Do this:
Lay out every line of the entries below as a Markdown table with two columns, "No." for the row number and "Text" for the line itself. Leave out blank lines.

** begin **

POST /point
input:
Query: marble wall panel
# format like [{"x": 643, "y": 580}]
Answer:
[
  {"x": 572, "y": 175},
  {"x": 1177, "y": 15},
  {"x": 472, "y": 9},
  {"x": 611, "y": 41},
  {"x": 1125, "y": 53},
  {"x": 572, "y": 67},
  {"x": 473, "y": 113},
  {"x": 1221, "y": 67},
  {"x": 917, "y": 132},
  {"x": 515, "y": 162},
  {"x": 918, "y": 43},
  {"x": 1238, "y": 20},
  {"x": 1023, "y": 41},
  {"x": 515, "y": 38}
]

** end **

Answer to the task:
| No. | Text |
|---|---|
| 1 | POST /point |
| 2 | input: |
| 3 | Query: marble wall panel |
| 4 | # format like [{"x": 643, "y": 580}] |
| 5 | Answer: |
| 6 | [ |
| 7 |   {"x": 572, "y": 175}, |
| 8 |   {"x": 1177, "y": 15}, |
| 9 |   {"x": 472, "y": 9}, |
| 10 |   {"x": 611, "y": 41}, |
| 11 |   {"x": 1125, "y": 53}, |
| 12 |   {"x": 572, "y": 67}, |
| 13 |   {"x": 473, "y": 113}, |
| 14 |   {"x": 1221, "y": 67}, |
| 15 |   {"x": 917, "y": 132}, |
| 16 |   {"x": 515, "y": 162}, |
| 17 |   {"x": 918, "y": 43}, |
| 18 |   {"x": 1238, "y": 20}, |
| 19 |   {"x": 1023, "y": 41}, |
| 20 |   {"x": 515, "y": 38} |
| 21 | ] |